EXERCISE OBJECTIVE: Set out every line of the entries below as a Markdown table with the columns n and Line, giving each row its number and skipping blank lines.

LISTING start

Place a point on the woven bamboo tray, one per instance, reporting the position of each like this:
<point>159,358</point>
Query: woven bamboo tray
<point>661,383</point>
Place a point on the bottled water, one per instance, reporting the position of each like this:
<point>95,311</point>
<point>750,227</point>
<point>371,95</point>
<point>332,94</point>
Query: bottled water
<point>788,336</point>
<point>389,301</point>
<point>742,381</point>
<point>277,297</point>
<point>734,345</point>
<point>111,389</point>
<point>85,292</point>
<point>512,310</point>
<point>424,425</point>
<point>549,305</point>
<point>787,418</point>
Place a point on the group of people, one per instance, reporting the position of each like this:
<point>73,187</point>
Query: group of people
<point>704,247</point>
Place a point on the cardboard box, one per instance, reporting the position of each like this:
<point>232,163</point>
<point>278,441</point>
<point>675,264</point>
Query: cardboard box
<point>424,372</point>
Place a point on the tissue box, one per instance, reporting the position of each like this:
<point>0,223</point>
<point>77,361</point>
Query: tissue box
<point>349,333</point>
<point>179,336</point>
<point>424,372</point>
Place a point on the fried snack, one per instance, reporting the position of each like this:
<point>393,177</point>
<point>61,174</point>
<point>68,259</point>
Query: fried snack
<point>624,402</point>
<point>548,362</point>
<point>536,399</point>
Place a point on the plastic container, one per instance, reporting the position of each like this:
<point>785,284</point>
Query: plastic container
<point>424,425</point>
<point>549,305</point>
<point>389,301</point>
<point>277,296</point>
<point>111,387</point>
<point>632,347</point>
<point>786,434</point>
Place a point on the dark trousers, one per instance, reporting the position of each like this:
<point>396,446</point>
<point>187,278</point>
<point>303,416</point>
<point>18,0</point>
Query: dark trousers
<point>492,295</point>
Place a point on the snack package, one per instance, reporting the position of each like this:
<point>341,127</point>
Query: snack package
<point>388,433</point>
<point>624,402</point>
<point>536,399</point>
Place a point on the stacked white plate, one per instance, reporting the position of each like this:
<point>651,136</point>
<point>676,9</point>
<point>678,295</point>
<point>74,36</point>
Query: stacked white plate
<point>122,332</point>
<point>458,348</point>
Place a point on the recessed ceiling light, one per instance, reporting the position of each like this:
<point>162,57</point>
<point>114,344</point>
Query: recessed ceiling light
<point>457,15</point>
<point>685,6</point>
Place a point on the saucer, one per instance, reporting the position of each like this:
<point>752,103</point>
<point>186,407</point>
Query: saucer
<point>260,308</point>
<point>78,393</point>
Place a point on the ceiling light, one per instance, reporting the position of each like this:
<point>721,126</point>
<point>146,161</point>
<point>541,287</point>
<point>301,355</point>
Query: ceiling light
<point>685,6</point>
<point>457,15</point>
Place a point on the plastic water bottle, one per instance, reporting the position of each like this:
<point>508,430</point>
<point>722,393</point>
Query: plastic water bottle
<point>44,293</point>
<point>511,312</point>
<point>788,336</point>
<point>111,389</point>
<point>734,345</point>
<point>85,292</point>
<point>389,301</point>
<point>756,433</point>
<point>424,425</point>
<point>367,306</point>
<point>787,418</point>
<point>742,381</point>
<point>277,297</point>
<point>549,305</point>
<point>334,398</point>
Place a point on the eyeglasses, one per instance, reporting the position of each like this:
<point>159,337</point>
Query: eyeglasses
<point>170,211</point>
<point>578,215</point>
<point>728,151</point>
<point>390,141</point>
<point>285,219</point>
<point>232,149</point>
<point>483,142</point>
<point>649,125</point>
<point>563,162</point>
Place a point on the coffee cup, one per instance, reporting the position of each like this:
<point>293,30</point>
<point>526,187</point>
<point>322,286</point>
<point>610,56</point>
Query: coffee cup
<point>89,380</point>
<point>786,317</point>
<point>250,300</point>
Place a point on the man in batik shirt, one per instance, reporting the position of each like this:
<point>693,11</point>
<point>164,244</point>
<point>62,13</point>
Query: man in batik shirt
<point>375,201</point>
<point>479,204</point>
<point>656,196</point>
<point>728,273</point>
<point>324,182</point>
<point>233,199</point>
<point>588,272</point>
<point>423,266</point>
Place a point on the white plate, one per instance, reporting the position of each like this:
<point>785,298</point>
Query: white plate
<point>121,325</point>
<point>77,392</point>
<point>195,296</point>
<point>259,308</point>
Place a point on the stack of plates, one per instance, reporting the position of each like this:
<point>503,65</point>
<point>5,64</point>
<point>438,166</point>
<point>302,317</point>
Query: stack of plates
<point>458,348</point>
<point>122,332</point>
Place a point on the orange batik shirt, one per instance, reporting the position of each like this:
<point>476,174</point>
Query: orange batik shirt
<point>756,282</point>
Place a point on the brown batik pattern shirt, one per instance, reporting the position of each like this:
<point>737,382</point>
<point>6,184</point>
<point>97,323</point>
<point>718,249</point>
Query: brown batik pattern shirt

LISTING end

THE RESULT:
| n | Line |
|---|---|
| 1 | Place a point on the woven bamboo tray, one per instance, reporting the position of each like this: |
| 2 | <point>159,358</point> |
| 3 | Query: woven bamboo tray |
| 4 | <point>661,383</point> |
| 5 | Place a point on the bottled water, one per instance, reporting the position of each like this: |
| 6 | <point>95,311</point> |
| 7 | <point>750,227</point> |
| 8 | <point>371,95</point> |
| 9 | <point>332,94</point> |
| 10 | Query: bottled water |
| 11 | <point>788,336</point> |
| 12 | <point>389,301</point> |
| 13 | <point>742,381</point> |
| 14 | <point>277,297</point> |
| 15 | <point>734,345</point> |
| 16 | <point>111,389</point> |
| 17 | <point>85,292</point> |
| 18 | <point>512,310</point> |
| 19 | <point>424,425</point> |
| 20 | <point>549,305</point> |
| 21 | <point>787,418</point> |
| 22 | Place a point on the group of people, one per instance, reporting the position of each like this: |
| 23 | <point>73,187</point> |
| 24 | Query: group of people |
| 25 | <point>704,247</point> |
| 26 | Place a point on the cardboard box, one per instance, reporting the position of each like this: |
| 27 | <point>232,163</point> |
| 28 | <point>278,441</point> |
| 29 | <point>675,264</point> |
| 30 | Query: cardboard box |
| 31 | <point>424,372</point> |
| 32 | Place a point on the tissue box, one per instance, reporting the position of each like this: |
| 33 | <point>0,223</point> |
| 34 | <point>77,361</point> |
| 35 | Query: tissue box |
| 36 | <point>349,333</point> |
| 37 | <point>179,336</point> |
| 38 | <point>424,372</point> |
| 39 | Place a point on the fried snack, one per instance, reporting the position of each like this: |
| 40 | <point>393,177</point> |
| 41 | <point>61,174</point> |
| 42 | <point>68,259</point> |
| 43 | Query: fried snack |
| 44 | <point>624,402</point> |
| 45 | <point>548,362</point> |
| 46 | <point>536,399</point> |
| 47 | Place a point on the plastic container, one per instance, reporting the position of each like this: |
| 48 | <point>785,284</point> |
| 49 | Query: plastic container |
| 50 | <point>424,425</point> |
| 51 | <point>549,305</point> |
| 52 | <point>389,301</point> |
| 53 | <point>277,296</point> |
| 54 | <point>111,387</point> |
| 55 | <point>632,347</point> |
| 56 | <point>786,434</point> |
| 57 | Place a point on the dark trousers, one per instance, reporting the position of each like this: |
| 58 | <point>396,446</point> |
| 59 | <point>187,278</point> |
| 60 | <point>303,416</point> |
| 61 | <point>18,0</point> |
| 62 | Query: dark trousers |
| 63 | <point>492,295</point> |
| 64 | Place a point on the snack package, one per instance, reporting the position of each like this: |
| 65 | <point>341,127</point> |
| 66 | Query: snack package |
| 67 | <point>388,433</point> |
| 68 | <point>624,402</point> |
| 69 | <point>536,399</point> |
| 70 | Place a point on the stacked white plate, one per instance, reporting the position of each like this: |
| 71 | <point>651,136</point> |
| 72 | <point>676,9</point> |
| 73 | <point>678,295</point> |
| 74 | <point>74,36</point> |
| 75 | Query: stacked white plate |
| 76 | <point>122,332</point> |
| 77 | <point>458,348</point> |
| 78 | Place a point on the recessed ceiling light, one per instance, reporting the position of each like this: |
| 79 | <point>162,57</point> |
| 80 | <point>114,344</point> |
| 81 | Query: recessed ceiling light |
| 82 | <point>457,15</point> |
| 83 | <point>685,6</point> |
| 84 | Place a point on the saucer, one per instance, reporting the position of each like this: |
| 85 | <point>752,103</point> |
| 86 | <point>186,407</point> |
| 87 | Query: saucer |
| 88 | <point>260,308</point> |
| 89 | <point>78,393</point> |
| 90 | Place a point on the ceiling light, one per instance, reporting the position of each like this: |
| 91 | <point>721,126</point> |
| 92 | <point>146,161</point> |
| 93 | <point>541,287</point> |
| 94 | <point>301,355</point> |
| 95 | Query: ceiling light |
| 96 | <point>685,6</point> |
| 97 | <point>457,15</point> |
| 98 | Place a point on the plastic water bottle, one per instance, reporting the position of each like this: |
| 99 | <point>508,430</point> |
| 100 | <point>722,393</point> |
| 101 | Query: plastic water bottle |
| 102 | <point>44,293</point> |
| 103 | <point>511,312</point> |
| 104 | <point>788,336</point> |
| 105 | <point>111,389</point> |
| 106 | <point>734,345</point> |
| 107 | <point>85,292</point> |
| 108 | <point>389,301</point> |
| 109 | <point>756,433</point> |
| 110 | <point>424,425</point> |
| 111 | <point>367,306</point> |
| 112 | <point>787,418</point> |
| 113 | <point>742,381</point> |
| 114 | <point>277,297</point> |
| 115 | <point>549,305</point> |
| 116 | <point>334,398</point> |
| 117 | Place a point on the eyeglasses, one per instance, reporting the position of each like this: |
| 118 | <point>159,337</point> |
| 119 | Query: eyeglasses |
| 120 | <point>170,211</point> |
| 121 | <point>578,215</point> |
| 122 | <point>728,151</point> |
| 123 | <point>390,141</point> |
| 124 | <point>285,219</point> |
| 125 | <point>232,149</point> |
| 126 | <point>483,142</point> |
| 127 | <point>649,125</point> |
| 128 | <point>563,162</point> |
| 129 | Place a point on the coffee cup, one per instance, reporting the position of each like this: |
| 130 | <point>293,30</point> |
| 131 | <point>526,187</point> |
| 132 | <point>322,286</point> |
| 133 | <point>610,56</point> |
| 134 | Query: coffee cup |
| 135 | <point>89,380</point> |
| 136 | <point>786,317</point> |
| 137 | <point>250,300</point> |
| 138 | Place a point on the man in batik shirt, one per instance, reporting the position of each like this: |
| 139 | <point>693,11</point> |
| 140 | <point>164,244</point> |
| 141 | <point>62,13</point> |
| 142 | Query: man in batik shirt |
| 143 | <point>375,201</point> |
| 144 | <point>479,204</point> |
| 145 | <point>656,196</point> |
| 146 | <point>728,273</point> |
| 147 | <point>324,182</point> |
| 148 | <point>233,199</point> |
| 149 | <point>588,272</point> |
| 150 | <point>423,266</point> |
| 151 | Place a point on the white plate, one per instance, reporting the position of each like this: |
| 152 | <point>785,298</point> |
| 153 | Query: white plate |
| 154 | <point>121,325</point> |
| 155 | <point>77,392</point> |
| 156 | <point>195,296</point> |
| 157 | <point>259,308</point> |
| 158 | Place a point on the stack of plates, one per instance, reporting the position of each like this: |
| 159 | <point>503,65</point> |
| 160 | <point>5,64</point> |
| 161 | <point>438,166</point> |
| 162 | <point>302,317</point> |
| 163 | Query: stack of plates |
| 164 | <point>458,348</point> |
| 165 | <point>122,332</point> |
| 166 | Place a point on the orange batik shirt, one per instance, reporting the position of each like this: |
| 167 | <point>476,174</point> |
| 168 | Query: orange batik shirt |
| 169 | <point>756,282</point> |
| 170 | Place a point on the brown batik pattern shirt, one per instance, reporting the position of each like this: |
| 171 | <point>737,382</point> |
| 172 | <point>6,184</point> |
| 173 | <point>97,323</point> |
| 174 | <point>718,249</point> |
| 175 | Query: brown batik pattern shirt |